┌────────

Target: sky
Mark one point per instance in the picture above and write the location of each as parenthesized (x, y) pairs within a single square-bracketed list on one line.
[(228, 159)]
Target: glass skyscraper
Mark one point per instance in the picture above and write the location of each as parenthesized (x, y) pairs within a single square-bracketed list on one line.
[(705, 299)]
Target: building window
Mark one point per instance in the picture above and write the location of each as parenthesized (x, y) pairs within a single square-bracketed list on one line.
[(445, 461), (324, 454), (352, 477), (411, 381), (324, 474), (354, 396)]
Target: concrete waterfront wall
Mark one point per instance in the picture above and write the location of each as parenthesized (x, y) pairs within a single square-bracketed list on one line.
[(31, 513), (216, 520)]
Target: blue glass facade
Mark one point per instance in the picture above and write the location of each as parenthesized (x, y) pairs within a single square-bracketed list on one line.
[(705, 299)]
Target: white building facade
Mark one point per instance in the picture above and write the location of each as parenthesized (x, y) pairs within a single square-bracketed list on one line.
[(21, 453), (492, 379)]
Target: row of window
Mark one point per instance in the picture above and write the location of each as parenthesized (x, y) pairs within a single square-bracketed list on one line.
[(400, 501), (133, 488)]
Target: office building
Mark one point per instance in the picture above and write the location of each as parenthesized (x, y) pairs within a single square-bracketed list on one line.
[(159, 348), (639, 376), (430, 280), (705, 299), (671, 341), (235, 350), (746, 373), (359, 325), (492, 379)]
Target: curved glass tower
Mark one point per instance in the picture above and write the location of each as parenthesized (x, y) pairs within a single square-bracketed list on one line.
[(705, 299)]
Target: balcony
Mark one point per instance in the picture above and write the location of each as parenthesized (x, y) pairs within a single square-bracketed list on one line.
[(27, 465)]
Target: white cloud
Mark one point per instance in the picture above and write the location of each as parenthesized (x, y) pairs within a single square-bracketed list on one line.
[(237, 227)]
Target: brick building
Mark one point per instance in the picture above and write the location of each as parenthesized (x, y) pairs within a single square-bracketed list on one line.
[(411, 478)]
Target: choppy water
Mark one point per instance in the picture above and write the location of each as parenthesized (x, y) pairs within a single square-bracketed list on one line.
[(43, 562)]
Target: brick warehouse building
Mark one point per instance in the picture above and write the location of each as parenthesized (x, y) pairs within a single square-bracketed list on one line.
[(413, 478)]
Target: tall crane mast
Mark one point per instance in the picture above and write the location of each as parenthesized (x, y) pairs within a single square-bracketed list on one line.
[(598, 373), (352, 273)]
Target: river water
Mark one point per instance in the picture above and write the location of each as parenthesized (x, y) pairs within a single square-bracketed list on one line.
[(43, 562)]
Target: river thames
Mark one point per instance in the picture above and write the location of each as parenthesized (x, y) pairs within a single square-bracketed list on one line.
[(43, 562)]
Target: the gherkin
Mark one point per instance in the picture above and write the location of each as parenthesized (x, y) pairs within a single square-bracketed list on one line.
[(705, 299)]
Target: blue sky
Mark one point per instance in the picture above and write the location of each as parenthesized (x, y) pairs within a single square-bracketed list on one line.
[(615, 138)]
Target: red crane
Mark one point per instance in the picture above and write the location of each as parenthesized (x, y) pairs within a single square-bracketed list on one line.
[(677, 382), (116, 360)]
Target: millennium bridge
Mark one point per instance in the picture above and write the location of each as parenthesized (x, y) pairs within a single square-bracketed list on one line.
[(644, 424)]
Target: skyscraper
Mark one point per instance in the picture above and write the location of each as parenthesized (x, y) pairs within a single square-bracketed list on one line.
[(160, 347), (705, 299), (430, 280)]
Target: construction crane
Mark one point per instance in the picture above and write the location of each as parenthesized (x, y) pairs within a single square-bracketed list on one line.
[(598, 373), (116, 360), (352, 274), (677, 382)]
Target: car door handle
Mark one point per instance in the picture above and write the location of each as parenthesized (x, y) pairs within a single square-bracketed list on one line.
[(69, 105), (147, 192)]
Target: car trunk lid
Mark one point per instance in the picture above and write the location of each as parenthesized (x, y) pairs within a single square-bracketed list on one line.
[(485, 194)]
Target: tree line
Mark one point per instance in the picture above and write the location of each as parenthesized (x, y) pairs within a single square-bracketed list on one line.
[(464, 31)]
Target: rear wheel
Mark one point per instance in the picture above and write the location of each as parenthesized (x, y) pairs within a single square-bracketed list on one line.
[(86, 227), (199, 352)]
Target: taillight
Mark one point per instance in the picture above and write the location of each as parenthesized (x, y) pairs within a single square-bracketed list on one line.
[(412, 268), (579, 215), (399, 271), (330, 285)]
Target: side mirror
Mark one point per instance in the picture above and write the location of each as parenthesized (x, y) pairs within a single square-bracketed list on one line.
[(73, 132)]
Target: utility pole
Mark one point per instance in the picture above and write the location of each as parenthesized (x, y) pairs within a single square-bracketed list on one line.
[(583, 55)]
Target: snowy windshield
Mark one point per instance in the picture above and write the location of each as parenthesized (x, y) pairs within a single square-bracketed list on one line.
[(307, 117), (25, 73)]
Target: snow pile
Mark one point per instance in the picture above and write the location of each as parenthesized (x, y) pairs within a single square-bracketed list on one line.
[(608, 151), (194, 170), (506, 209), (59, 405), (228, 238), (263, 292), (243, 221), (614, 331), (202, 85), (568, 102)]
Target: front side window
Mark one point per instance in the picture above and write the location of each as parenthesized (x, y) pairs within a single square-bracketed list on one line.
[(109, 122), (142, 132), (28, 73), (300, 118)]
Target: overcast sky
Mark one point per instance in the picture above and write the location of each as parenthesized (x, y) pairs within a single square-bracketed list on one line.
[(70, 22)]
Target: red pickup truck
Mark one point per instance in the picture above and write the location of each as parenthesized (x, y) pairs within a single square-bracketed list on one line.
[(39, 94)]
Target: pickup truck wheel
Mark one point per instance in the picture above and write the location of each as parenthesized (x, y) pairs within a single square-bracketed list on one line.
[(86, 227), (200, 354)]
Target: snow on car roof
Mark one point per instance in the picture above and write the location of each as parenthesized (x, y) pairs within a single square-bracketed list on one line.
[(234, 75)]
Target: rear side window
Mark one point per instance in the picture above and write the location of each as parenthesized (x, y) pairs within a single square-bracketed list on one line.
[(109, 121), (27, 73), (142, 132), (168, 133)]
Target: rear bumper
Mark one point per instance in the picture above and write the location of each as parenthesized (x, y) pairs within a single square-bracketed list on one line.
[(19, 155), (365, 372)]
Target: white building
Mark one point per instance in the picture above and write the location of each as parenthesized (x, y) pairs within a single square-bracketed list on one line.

└────────

Rewrite the listing above in full, changing every occurrence of "picture above" to "image above" and leaving everything else unchanged.

Target: sky
Mark one point per instance in the image above and write the location of each as parenthesized (x, y) pairs within a single square-bracketed list on one line.
[(228, 159)]
Target: glass skyscraper
Mark one point per instance in the image above and write the location of each as parenthesized (x, y) pairs within a single square-bracketed list on one line.
[(705, 299)]
Target: building window
Mark one point per instance in the image above and write the location of each as parenthesized (x, y) pairs within a single square-bracketed list on one line.
[(445, 461), (324, 454), (352, 477), (411, 381), (324, 474), (354, 396)]
Target: concrete waterfront wall
Mark one point per instance in the image above and write the location of each as parenthesized (x, y) pairs within a single square-bracketed list on one line.
[(31, 513), (216, 520)]
Target: blue glass facade
Mark one point per instance in the image above and write the location of each as parenthesized (x, y) pairs within a single square-bracketed list on one line.
[(705, 299)]
Target: white building facade
Mark one point per instance in the image above and write the location of each as parenthesized (x, y) pairs within a single square-bracketed list on one line.
[(21, 453), (492, 379)]
Target: row of window
Mark one point per instance in the image above and write the location of each as parenthesized (x, y) pairs within a single square-bracketed list on one line.
[(400, 501), (133, 488)]
Target: office building
Mark one point per instance in the image above and write the location of each as parenthesized (x, y) pairs within a single square-bracketed list on one line.
[(159, 348), (639, 376), (430, 280), (705, 299), (671, 341), (235, 350), (746, 373), (359, 325), (492, 379)]
Target: curved glass tower
Mark one point per instance in the image above and write the location of each as parenthesized (x, y) pairs within a single square-bracketed list on one line.
[(705, 299)]
Target: balcony
Mark one point per instance in the image above and write the location of each as parenthesized (x, y) pairs within a single square-bracketed list on one line.
[(27, 465)]
Target: white cloud
Mark one point per instance in the image above and write the location of each as parenthesized (x, y) pairs within a single square-bracketed list on one line.
[(237, 227)]
Target: brick building
Mark one point per instance in the image above and write the location of each as parenthesized (x, y) pairs within a single square-bracketed list on one line.
[(411, 478)]
Target: choppy water
Mark one point per instance in the image above and write the location of each as parenthesized (x, y) pairs within a single square-bracketed list on one line.
[(43, 562)]
Target: brick warehouse building
Mark one point per instance in the image above and write the location of each as parenthesized (x, y) pairs within a single square-bracketed list on one line.
[(413, 478)]
Target: tall crane mast
Mark one point per instance in the image above and write the location of each as parenthesized (x, y) pairs within a single square-bracketed list on one line.
[(598, 373), (352, 273)]
Target: river water
Mark one point per instance in the image above and write the location of each as parenthesized (x, y) pairs within a single square-bracketed list on one line.
[(43, 562)]
Target: river thames
Mark one point per instance in the image above and write the location of each as parenthesized (x, y) pairs within a single square-bracketed list on one line.
[(43, 562)]
Target: the gherkin
Mark one point per instance in the image above and write the location of each as parenthesized (x, y) pairs within a single square-bracketed list on one line.
[(705, 299)]
Target: blue sky
Mark one point per instance in the image above and write the location of each as parenthesized (x, y) pairs within a single square-bracketed list on one line.
[(615, 138)]
Target: red crane
Mark one point per instance in the image above and write the location of each as parenthesized (x, y) pairs within a single square-bracketed list on one line.
[(677, 382), (116, 360)]
Target: millennium bridge
Mark one point per instance in the image above and write the location of each as parenthesized (x, y) pairs within a single square-bracketed list on one line.
[(644, 424)]
Target: skyscraper
Mark one point per instance in the image above and write the location of each as parenthesized (x, y) pairs within a single square-bracketed list on one line.
[(160, 347), (705, 299), (430, 280)]
Target: construction crane
Mark one point per instance in the image above and write the location of each as parenthesized (x, y) pairs within a single square-bracketed list on one line.
[(598, 373), (116, 360), (352, 274), (677, 382)]
Target: car door handle
Mark one point per instance in the image above and write the location of each as parenthesized (x, y) pairs within a single square-bracketed list on one line.
[(69, 105), (147, 192)]
Target: car trunk lid
Mark one point per instance in the image above and write the location of each as parenthesized (x, y) pairs within a single square-bracketed list on one line.
[(485, 194)]
Target: tree line
Mark one point per instance in the image above and write the location of each as parenthesized (x, y) pairs within a single square-bracketed list on one line.
[(464, 31)]
Target: rear wheel
Mark one point per instance in the image above and write the location of each as parenthesized (x, y) pairs within a single square-bracketed list on one line.
[(86, 227), (199, 352)]
Target: taillight
Mark one point per instance in the image above and write the location of each as parenthesized (x, y) pairs within a single square-bracketed list on one line.
[(412, 268), (579, 215), (399, 271), (330, 285)]
Target: side mirror
Mark one point per instance in the image above and write the location of each as parenthesized (x, y) pairs within a single square-bracketed list on one line.
[(73, 132)]
Target: utility pole
Mark one point per instance in the image above and write the location of each as parenthesized (x, y) pairs within a single square-bracketed list on one line.
[(583, 55)]
Target: snowy windshield
Mark one point per instance in the image above and write the location of each as parenthesized (x, y) pairs within a single square-bracketed list on one line.
[(307, 117), (25, 73)]
Target: snow pile
Mark one point per instance in the image above and write the location of each as parenthesized (x, y) pairs within a single square-bracketed list on one line.
[(608, 151), (194, 170), (506, 209), (59, 405), (228, 238), (263, 292), (243, 221), (614, 331), (202, 85), (568, 102)]
Target: front side window
Mark one point per instance in the image above and write the location of each as parenthesized (x, y) pairs within a single square-bracketed list on one line.
[(109, 122), (142, 132), (28, 73), (300, 118)]
Target: overcast sky
Mark one point per instance in the image above and write the location of each as parenthesized (x, y) pairs within a single square-bracketed list on one line.
[(70, 22)]
Target: red pickup truck
Mark one point per instance in the image above and write the location of each as parenthesized (x, y) pairs within a single square-bracketed list on one line.
[(39, 94)]
Target: pickup truck wheel
Mark one point per instance in the image above and write the location of each as parenthesized (x, y) pairs within a single square-bracketed list on one line.
[(86, 227), (200, 354)]
Target: snow on car roof
Mark one point per instance in the image above and write the location of each as parenthesized (x, y) pairs within a single square-bracketed list on one line.
[(234, 75)]
Target: rear side window
Mark one point per instance in the image above and write the location of each as parenthesized (x, y) pairs within a single square-bracketed list on one line.
[(109, 121), (27, 73), (142, 132), (168, 133)]
Target: rear bumper
Mark one point per instance in the image above and write the location of each as parenthesized (x, y) pairs within a single square-bracketed list on one line.
[(19, 155), (365, 372)]
Target: white building
Mark one point per instance in the image above and write the location of each as parenthesized (x, y) pairs within a single square-bracketed list on one line.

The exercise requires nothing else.